Would you copy only the lines below, beginning with the one that contains "Guideline: for every instance of the white boat" and running through the last entry line?

## Start Material for this exercise

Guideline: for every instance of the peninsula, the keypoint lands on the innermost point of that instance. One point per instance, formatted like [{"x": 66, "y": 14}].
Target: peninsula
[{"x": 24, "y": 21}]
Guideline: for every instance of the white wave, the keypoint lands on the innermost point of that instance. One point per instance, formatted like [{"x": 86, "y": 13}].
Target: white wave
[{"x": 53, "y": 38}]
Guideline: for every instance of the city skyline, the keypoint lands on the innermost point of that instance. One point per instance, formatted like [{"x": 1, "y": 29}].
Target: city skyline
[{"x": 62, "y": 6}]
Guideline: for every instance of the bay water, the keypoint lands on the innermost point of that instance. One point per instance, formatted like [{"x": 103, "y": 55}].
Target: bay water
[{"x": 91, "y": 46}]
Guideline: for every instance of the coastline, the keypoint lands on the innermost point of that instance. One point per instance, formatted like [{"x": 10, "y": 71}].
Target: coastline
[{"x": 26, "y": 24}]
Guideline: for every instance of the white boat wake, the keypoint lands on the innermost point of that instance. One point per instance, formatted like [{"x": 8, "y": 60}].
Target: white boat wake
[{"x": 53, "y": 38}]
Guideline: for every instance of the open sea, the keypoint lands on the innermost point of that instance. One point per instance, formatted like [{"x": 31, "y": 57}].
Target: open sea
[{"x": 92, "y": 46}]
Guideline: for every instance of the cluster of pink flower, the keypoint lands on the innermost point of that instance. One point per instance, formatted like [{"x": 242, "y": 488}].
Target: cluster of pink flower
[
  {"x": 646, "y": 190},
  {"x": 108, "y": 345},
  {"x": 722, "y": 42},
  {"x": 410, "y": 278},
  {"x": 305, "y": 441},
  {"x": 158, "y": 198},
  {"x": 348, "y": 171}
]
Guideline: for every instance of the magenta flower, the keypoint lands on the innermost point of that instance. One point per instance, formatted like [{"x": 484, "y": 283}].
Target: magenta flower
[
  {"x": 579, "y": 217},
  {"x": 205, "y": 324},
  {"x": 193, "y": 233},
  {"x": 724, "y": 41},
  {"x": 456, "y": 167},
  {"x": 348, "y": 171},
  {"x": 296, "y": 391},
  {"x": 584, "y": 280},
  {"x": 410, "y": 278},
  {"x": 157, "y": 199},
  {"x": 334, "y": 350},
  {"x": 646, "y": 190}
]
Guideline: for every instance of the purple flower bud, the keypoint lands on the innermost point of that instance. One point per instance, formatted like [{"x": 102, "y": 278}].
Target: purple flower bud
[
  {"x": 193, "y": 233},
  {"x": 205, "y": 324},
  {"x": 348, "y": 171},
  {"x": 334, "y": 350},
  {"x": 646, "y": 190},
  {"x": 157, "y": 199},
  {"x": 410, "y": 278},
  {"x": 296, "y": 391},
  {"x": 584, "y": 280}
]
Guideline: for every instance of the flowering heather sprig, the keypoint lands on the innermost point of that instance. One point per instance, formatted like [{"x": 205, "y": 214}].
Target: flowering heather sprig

## End Material for this exercise

Correct result:
Guideline: for every instance of the white boat wake, the keypoint lands on the innermost point of that instance. One point per instance, formatted like [{"x": 8, "y": 60}].
Target: white boat wake
[{"x": 53, "y": 38}]
Guideline: for every instance of the open sea, the keypoint lands on the innermost point of that instance. One point per instance, formatted like [{"x": 31, "y": 57}].
Target: open sea
[{"x": 92, "y": 46}]
Guideline: for every instance of the cluster of pink flower, the keypoint lands on the innermost point of that instance. One point per instance, formatted like [{"x": 242, "y": 488}].
Target: cluster of pink flower
[
  {"x": 646, "y": 190},
  {"x": 108, "y": 345},
  {"x": 722, "y": 42},
  {"x": 410, "y": 278},
  {"x": 305, "y": 441},
  {"x": 158, "y": 198},
  {"x": 348, "y": 171}
]
Guideline: for every instance of the magenta flower, the keypoint lands on the innermost point of that instance. One point per instance, formatted like [{"x": 484, "y": 283}].
Target: magenta flower
[
  {"x": 579, "y": 217},
  {"x": 205, "y": 324},
  {"x": 193, "y": 233},
  {"x": 724, "y": 41},
  {"x": 456, "y": 167},
  {"x": 348, "y": 171},
  {"x": 296, "y": 391},
  {"x": 584, "y": 280},
  {"x": 410, "y": 278},
  {"x": 157, "y": 199},
  {"x": 334, "y": 350},
  {"x": 646, "y": 190}
]
Guideline: for every instance of the purple flower bud, the keypoint lands on the innermost point of that instance. One point per instance, formatted like [{"x": 102, "y": 278}].
Target: purple flower bud
[
  {"x": 193, "y": 233},
  {"x": 205, "y": 324},
  {"x": 348, "y": 171},
  {"x": 334, "y": 350},
  {"x": 646, "y": 190},
  {"x": 157, "y": 199},
  {"x": 410, "y": 278},
  {"x": 296, "y": 391},
  {"x": 584, "y": 280}
]
Guideline: for every instance of the flowering heather sprig, the keypoint lands on the innermost point of that instance. One point per instance, formatted like [{"x": 205, "y": 214}].
Target: flowering heather sprig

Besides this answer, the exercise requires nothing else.